◆ **Task**:
Every line of the material that includes the word "negative" is to be shown.

* * *

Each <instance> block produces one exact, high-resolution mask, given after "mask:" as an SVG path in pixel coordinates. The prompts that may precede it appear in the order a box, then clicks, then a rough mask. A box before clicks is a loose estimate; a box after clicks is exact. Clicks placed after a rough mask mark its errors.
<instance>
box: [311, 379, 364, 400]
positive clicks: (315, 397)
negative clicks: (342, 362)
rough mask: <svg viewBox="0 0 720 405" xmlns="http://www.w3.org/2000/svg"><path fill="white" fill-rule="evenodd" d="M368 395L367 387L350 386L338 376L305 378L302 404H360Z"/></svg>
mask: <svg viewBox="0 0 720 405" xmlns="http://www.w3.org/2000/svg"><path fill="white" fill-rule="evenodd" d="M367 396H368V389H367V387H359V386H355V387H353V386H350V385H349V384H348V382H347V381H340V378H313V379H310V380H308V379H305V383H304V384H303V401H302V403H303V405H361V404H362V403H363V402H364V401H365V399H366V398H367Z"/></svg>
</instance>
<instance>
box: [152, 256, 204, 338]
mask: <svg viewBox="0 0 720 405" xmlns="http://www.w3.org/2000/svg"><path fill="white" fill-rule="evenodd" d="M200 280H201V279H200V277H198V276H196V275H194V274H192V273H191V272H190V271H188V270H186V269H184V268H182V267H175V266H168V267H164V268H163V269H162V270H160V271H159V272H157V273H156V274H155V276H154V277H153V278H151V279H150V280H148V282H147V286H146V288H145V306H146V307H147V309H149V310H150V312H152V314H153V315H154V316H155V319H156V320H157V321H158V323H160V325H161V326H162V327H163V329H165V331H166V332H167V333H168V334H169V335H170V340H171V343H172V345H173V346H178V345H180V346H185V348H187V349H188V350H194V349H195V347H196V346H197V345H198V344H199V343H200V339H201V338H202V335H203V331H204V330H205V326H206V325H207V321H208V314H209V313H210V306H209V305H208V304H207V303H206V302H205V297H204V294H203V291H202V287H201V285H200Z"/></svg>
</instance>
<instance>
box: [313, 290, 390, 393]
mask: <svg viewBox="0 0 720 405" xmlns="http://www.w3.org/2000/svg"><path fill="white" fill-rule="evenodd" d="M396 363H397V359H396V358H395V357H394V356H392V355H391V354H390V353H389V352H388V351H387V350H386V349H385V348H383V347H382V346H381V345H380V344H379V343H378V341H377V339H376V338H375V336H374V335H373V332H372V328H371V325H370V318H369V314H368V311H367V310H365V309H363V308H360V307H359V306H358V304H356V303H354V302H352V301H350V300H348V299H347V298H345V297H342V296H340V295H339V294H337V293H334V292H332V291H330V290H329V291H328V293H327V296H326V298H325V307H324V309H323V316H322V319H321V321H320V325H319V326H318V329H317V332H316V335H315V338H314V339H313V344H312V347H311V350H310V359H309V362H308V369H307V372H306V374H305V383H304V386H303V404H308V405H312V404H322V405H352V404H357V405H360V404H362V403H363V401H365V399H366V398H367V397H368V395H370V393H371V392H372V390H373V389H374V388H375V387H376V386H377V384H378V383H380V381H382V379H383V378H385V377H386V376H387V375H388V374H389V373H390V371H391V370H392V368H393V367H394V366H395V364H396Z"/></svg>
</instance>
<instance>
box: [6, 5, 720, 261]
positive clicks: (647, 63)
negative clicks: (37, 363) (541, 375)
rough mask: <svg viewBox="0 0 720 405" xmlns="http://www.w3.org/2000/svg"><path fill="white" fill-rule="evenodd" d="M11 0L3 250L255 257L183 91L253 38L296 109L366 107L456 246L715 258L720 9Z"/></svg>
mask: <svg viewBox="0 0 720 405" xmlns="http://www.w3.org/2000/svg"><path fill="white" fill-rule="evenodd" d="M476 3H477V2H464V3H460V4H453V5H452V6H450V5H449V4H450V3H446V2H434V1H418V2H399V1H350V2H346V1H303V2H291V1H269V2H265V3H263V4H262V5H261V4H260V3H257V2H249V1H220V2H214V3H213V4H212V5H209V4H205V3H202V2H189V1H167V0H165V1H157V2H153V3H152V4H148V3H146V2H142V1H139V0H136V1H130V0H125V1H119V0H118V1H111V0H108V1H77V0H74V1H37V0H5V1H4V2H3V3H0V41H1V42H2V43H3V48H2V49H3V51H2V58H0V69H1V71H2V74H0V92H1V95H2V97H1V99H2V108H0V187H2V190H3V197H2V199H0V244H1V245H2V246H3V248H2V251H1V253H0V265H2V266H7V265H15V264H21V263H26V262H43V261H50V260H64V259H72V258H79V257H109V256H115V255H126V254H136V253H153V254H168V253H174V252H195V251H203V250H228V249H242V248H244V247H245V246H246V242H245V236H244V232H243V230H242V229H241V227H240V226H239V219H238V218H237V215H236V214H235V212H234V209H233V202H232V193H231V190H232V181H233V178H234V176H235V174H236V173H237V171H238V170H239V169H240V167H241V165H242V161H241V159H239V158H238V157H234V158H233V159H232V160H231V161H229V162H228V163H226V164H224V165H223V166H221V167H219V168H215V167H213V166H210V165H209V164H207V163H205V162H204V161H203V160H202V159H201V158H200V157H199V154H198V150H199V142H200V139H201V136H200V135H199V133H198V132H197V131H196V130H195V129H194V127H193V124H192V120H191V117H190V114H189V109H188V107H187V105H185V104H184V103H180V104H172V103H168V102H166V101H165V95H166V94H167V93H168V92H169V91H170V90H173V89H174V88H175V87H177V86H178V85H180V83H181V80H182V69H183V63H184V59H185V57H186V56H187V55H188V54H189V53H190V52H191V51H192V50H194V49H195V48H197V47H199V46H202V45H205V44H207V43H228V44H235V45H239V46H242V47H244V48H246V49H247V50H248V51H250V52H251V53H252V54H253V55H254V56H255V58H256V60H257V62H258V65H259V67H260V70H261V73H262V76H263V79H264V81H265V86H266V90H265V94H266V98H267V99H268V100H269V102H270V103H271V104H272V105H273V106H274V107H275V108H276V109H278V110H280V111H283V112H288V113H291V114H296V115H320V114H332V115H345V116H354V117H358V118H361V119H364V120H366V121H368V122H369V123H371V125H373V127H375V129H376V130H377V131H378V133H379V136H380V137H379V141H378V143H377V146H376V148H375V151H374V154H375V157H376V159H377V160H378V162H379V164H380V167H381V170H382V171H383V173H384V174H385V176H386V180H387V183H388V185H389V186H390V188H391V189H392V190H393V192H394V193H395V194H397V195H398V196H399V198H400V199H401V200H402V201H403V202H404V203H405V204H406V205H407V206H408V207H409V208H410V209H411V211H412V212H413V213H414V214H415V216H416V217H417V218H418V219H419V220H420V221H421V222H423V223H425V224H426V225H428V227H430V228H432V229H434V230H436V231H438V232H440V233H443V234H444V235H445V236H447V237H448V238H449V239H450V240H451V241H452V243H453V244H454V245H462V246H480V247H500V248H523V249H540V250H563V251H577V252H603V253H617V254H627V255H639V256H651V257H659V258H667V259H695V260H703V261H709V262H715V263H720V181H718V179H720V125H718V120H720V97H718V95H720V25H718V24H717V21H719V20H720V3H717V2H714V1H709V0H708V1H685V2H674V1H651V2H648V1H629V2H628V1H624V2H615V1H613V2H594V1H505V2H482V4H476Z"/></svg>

* * *

◆ **Exercise output**:
negative clicks: (342, 362)
negative clicks: (37, 363) (541, 375)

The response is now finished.